REQUIREMENT
Copy each of the records below word for word, keeping every line unchanged.

## Begin

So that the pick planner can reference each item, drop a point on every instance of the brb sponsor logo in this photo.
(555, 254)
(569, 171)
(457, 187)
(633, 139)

## End

ANSWER TO THE PROBLEM
So that the pick planner can reference each item, drop a point on every instance of the brb sponsor logo in this photo.
(555, 254)
(569, 171)
(457, 187)
(633, 139)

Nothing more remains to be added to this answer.